What is required: Repeat all of the records verbatim.

Raw data:
______
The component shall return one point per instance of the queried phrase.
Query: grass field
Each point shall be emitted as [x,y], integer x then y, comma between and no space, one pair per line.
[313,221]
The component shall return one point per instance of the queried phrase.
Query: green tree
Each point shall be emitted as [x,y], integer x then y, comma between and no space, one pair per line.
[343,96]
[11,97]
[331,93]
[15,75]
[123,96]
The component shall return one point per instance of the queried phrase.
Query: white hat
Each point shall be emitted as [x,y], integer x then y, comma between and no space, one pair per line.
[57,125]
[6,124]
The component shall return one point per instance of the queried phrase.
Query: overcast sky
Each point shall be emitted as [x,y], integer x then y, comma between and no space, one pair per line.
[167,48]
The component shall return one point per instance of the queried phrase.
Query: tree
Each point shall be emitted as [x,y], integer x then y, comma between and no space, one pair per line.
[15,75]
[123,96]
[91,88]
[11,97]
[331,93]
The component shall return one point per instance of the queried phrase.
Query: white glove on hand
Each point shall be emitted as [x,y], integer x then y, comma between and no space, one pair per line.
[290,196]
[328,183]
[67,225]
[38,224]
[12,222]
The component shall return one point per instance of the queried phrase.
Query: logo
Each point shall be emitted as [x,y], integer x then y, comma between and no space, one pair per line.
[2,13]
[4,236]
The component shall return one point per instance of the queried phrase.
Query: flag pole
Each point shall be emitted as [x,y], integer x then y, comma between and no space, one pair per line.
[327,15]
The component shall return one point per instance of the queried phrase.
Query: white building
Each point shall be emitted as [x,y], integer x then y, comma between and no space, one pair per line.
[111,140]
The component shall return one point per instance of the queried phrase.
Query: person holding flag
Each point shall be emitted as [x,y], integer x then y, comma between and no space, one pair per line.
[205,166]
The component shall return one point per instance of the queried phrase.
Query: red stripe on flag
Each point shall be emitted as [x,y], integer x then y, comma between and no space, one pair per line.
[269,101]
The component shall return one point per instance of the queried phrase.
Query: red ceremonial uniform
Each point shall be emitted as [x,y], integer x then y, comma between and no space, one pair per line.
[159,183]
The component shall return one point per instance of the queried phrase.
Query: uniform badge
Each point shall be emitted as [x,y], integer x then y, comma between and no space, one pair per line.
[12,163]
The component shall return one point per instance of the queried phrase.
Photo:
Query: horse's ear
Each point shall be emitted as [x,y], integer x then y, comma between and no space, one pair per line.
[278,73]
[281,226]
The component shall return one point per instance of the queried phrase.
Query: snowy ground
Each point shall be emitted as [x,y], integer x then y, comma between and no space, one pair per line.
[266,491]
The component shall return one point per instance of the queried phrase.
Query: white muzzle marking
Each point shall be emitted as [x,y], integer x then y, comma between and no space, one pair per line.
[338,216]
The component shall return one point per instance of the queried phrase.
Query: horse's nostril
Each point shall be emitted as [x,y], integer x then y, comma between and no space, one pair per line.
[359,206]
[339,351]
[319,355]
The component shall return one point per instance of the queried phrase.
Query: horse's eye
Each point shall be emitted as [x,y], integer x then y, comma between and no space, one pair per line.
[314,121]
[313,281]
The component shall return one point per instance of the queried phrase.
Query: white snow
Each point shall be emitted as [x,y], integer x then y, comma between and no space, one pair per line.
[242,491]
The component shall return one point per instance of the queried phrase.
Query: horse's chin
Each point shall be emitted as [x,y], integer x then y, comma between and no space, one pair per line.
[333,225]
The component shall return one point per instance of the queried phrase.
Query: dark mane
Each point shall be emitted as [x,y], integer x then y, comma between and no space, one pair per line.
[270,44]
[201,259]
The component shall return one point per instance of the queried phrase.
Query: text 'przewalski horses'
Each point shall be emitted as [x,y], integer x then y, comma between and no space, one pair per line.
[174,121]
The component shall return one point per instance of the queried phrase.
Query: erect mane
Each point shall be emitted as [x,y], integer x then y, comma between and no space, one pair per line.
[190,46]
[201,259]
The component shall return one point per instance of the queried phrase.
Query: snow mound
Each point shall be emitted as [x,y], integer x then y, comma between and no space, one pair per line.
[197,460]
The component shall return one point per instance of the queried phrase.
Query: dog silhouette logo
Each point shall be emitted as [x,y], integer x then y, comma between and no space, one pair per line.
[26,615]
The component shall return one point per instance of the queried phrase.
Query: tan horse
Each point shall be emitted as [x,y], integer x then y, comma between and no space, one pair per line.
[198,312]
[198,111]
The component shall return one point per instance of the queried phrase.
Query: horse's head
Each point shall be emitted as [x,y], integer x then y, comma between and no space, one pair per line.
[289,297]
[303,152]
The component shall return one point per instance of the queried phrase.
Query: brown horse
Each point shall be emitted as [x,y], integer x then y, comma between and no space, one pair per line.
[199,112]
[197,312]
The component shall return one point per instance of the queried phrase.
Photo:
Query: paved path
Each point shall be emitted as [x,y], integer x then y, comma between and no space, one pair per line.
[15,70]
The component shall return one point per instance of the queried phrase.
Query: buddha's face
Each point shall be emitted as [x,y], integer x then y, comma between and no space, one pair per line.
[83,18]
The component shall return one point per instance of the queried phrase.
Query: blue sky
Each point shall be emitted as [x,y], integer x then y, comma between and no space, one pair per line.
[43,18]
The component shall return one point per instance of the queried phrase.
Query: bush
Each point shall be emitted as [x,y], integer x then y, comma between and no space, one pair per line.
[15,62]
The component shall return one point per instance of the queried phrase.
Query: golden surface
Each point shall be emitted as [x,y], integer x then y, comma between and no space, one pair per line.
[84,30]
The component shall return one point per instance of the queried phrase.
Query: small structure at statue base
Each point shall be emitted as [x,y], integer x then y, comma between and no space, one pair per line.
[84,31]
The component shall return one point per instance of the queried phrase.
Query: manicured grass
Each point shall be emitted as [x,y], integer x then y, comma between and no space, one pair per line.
______
The answer:
The component shall return one point per instance of the queried phrase.
Query: grass field
Each point shall be emitted as [x,y], integer x then y, comma between and no space, one pair per line.
[313,221]
The component shall return one point per instance of the queried phrase.
Query: green tree
Each point shall be emitted as [x,y], integer x then y, comma between and no space, one pair per line.
[343,96]
[11,97]
[331,93]
[15,75]
[123,96]
The component shall return one point per instance of the queried phrase.
Query: white hat
Each point shall be emitted as [x,y], integer x then y, comma between and no space, one pair per line.
[57,125]
[6,124]
The component shall return one point per instance of the queried phrase.
Query: overcast sky
Each point shall be emitted as [x,y], integer x then y, comma between and no space, one pair per line.
[167,48]
The component shall return one point per instance of the queried phrase.
Query: tree
Each point shall be emitted as [x,y], integer x then y, comma between and no space, one pair per line.
[15,75]
[123,96]
[91,88]
[11,97]
[331,93]
The component shall return one point per instance of the queried phrase.
Query: white glove on hand
Each point shall be emitted as [x,y], integer x then y, comma between and no space, one pair per line.
[290,196]
[328,183]
[67,225]
[38,224]
[12,222]
The component shall return one point per instance of the queried phrase.
Query: logo
Each point shall be emitted as [x,y], integer x then y, comma between and no space, one pair per line.
[2,13]
[4,236]
The component shall return one point per instance of the queried phrase.
Query: flag pole
Each point shall be emitted as [x,y], integer x then y, comma between and no space, one pair per line.
[327,15]
The component shall return one point per instance of the queried phrase.
Query: white building
Each point shall be emitted as [x,y], integer x then y, comma between and no space, one pair per line.
[111,140]
The component shall return one point per instance of the queried phrase.
Query: person holding flag
Each point shall be emitted as [x,y], integer x then y, comma between and no space, one pair per line.
[205,166]
The component shall return one point per instance of the queried phrase.
Query: red stripe on flag
Each point shall be emitted as [x,y], integer x then y, comma between and no space, one pair per line.
[269,101]
The component shall return one point per instance of the queried phrase.
Query: red ceremonial uniform
Each point shall be emitted as [x,y], integer x then y, comma between and no space, one pair per line.
[159,183]
The component shall return one point per instance of the queried phrase.
Query: uniform badge
Each point shall be emitted as [x,y], integer x then y, comma between and no space, one pair per line.
[12,163]
The component shall return one point per instance of the queried phrase.
Photo:
Query: horse's ear
Each point shall be emitted as [x,y], integer x then y, comma between and no space, one pair per line.
[278,73]
[281,226]
The component shall return one point per instance of the queried phrase.
Query: snowy ground
Each point shall be emitted as [x,y], integer x then y, comma between and no space, one pair per line.
[266,491]
The component shall return one point per instance of the queried phrase.
Query: white muzzle marking
Each point shall be emitted as [x,y], integer x then y, comma between and no space, one pair per line.
[338,216]
The component shall return one point per instance of the queried phrase.
Query: horse's nostril
Each point shall be emitted as [x,y], integer x then y, comma between and no space, one pair per line.
[359,206]
[339,351]
[319,355]
The component shall return one point per instance of the queried phrase.
Query: horse's eye
Each point shall be emitted as [x,y], integer x then y, comma between and no space, one pair per line.
[314,121]
[313,281]
The component shall return one point per instance of the queried phrase.
Query: white snow
Each point shall be emitted as [x,y], integer x then y, comma between and no space, one pair per line.
[242,491]
The component shall return one point per instance of the queried phrase.
Query: horse's chin
Each point shall be emitted as [x,y], integer x then y, comma between and no space, one pair per line.
[333,225]
The component shall return one point per instance of the queried phrase.
Query: dark mane
Each point shall be emitted as [x,y], integer x then y, comma between and no space, one pair per line.
[270,44]
[201,259]
The component shall return one point per instance of the queried phrase.
Query: text 'przewalski horses'
Each point shall be emitted as [x,y], integer x then y, comma between and no space, one pair per line.
[174,121]
The component shall return one point per instance of the queried phrase.
Query: erect mane
Each point shall be emitted as [x,y], integer x then y, comma between and no space, one pair per line.
[190,46]
[201,259]
The component shall return one point per instance of the queried phrase.
Query: snow mound
Each point shall be emitted as [x,y], integer x then y, comma between and no space, one pair per line.
[197,460]
The component shall return one point per instance of the queried phrase.
Query: dog silhouette logo
Each point shall be emitted as [x,y], integer x then y, comma between and no space, one pair per line.
[26,615]
The component shall return one point per instance of the queried phrase.
Query: tan horse
Each point shall be emitted as [x,y], integer x then y, comma between and no space, one pair per line.
[198,312]
[198,111]
The component shall return one point per instance of the queried phrase.
Query: horse's head
Each point shall be emitted as [x,y], integer x then y, comma between and no space, one pair per line.
[289,297]
[303,152]
The component shall return one point per instance of the queried phrase.
Query: brown horse
Each point shall be emitted as [x,y], integer x then y, comma between and no space, one pair per line.
[199,112]
[197,312]
The component shall return one point per instance of the queried phrase.
Photo:
Query: paved path
Each point shall be emitted as [x,y], integer x then y, comma between and no space, one pair per line.
[15,70]
The component shall return one point per instance of the queried phrase.
Query: buddha's face
Each point shall be emitted as [x,y], integer x then y, comma between and no space, one pair per line.
[83,18]
The component shall return one point per instance of the queried phrase.
Query: blue sky
Each point shall be emitted as [x,y], integer x then y, comma between and no space, one pair per line.
[43,18]
The component shall return one point per instance of the queried phrase.
Query: bush
Each point shall be emitted as [x,y], integer x then y, comma between and no space, one pair per line.
[15,62]
The component shall return one point per instance of the queried phrase.
Query: golden surface
Each point shall be emitted as [x,y], integer x then y, comma between and no space, one pair per line.
[84,30]
The component shall return one point per instance of the queried phrase.
Query: small structure at statue base
Each point shall be emitted as [x,y], integer x then y, comma between and no space, one pair per line.
[84,31]
The component shall return one point per instance of the queried phrase.
Query: manicured grass
Each point shall be emitted as [x,y], integer x then y, comma between and no space, one pair per line.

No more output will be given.